▶ REQUIREMENT
Rescale the listing below, starting at the line that contains "Mark every instance of the black horse's mane" and ending at the last line of the listing. Give only those lines again, requests included, with every point coordinate multiplied by 0.9 and rounded to a whole number, halves rounded up.

▶ EXTRACTED INFORMATION
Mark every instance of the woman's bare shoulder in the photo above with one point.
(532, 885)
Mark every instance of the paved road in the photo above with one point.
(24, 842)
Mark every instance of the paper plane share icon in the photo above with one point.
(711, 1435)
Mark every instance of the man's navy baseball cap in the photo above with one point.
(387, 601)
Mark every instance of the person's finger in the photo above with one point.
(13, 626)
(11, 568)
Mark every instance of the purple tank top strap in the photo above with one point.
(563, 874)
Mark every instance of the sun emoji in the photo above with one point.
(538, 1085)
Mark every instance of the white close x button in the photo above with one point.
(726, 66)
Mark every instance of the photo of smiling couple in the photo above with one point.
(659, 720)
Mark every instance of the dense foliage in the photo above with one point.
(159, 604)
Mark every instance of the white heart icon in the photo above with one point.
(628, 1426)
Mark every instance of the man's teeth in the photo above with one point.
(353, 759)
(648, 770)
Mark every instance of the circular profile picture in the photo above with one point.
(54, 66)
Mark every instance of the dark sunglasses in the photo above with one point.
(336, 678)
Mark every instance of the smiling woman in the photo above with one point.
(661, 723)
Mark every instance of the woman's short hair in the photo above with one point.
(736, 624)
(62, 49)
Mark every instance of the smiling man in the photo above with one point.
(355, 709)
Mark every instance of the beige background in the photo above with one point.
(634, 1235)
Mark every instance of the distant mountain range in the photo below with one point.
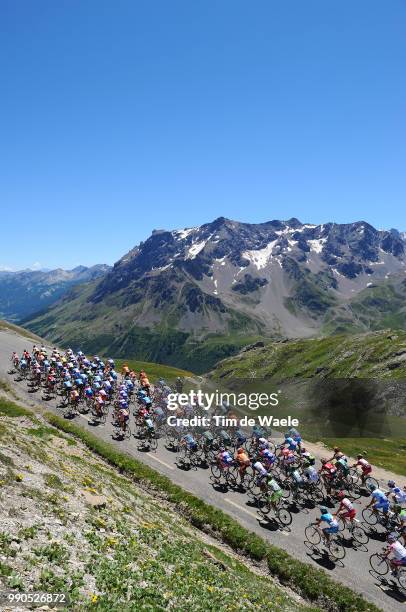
(189, 297)
(25, 292)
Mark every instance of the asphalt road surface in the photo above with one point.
(354, 571)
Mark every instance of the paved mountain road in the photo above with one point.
(353, 572)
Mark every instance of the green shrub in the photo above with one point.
(311, 583)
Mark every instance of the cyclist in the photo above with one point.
(391, 485)
(398, 551)
(123, 416)
(224, 459)
(261, 471)
(328, 472)
(346, 508)
(243, 461)
(310, 472)
(291, 443)
(399, 497)
(366, 468)
(379, 500)
(268, 457)
(274, 492)
(189, 441)
(332, 524)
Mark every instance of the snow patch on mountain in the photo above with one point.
(259, 258)
(317, 245)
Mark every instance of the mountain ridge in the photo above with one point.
(229, 279)
(25, 292)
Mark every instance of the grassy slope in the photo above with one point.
(362, 356)
(134, 545)
(154, 370)
(5, 325)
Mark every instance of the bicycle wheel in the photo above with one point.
(153, 444)
(231, 478)
(216, 471)
(265, 506)
(371, 481)
(354, 477)
(313, 535)
(378, 564)
(402, 579)
(341, 523)
(360, 535)
(284, 516)
(336, 550)
(286, 489)
(369, 516)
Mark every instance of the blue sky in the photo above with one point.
(120, 117)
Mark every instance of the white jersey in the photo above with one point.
(311, 474)
(258, 467)
(400, 498)
(399, 551)
(347, 504)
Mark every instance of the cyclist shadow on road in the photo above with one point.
(321, 557)
(219, 486)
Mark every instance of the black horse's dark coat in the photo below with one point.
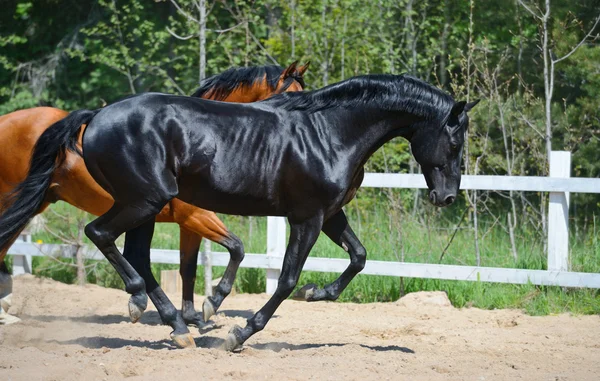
(288, 156)
(299, 155)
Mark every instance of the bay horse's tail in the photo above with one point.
(19, 206)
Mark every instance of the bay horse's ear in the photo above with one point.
(458, 108)
(289, 70)
(470, 105)
(302, 69)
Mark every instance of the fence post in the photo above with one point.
(207, 261)
(558, 214)
(276, 237)
(22, 263)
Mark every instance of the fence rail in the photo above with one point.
(558, 184)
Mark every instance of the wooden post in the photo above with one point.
(558, 215)
(207, 261)
(170, 282)
(276, 242)
(22, 263)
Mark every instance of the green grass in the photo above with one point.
(384, 239)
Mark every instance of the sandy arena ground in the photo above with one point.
(73, 333)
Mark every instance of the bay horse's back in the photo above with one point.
(19, 131)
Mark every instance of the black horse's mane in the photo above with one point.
(225, 83)
(388, 92)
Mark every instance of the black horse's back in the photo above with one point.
(221, 156)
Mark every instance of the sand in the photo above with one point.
(83, 333)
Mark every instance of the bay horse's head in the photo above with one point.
(252, 84)
(439, 152)
(292, 78)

▶ ANSWER BELOW
Mark every instance of the black horse's mane in the photo above with one point.
(203, 75)
(349, 83)
Mark every instance of the black horse's back in the photo above with one point.
(199, 140)
Mark every instance of the sand in the photo above with one point.
(75, 300)
Mark every instance of the bay horse's head in the photo above with one point.
(227, 76)
(395, 137)
(263, 70)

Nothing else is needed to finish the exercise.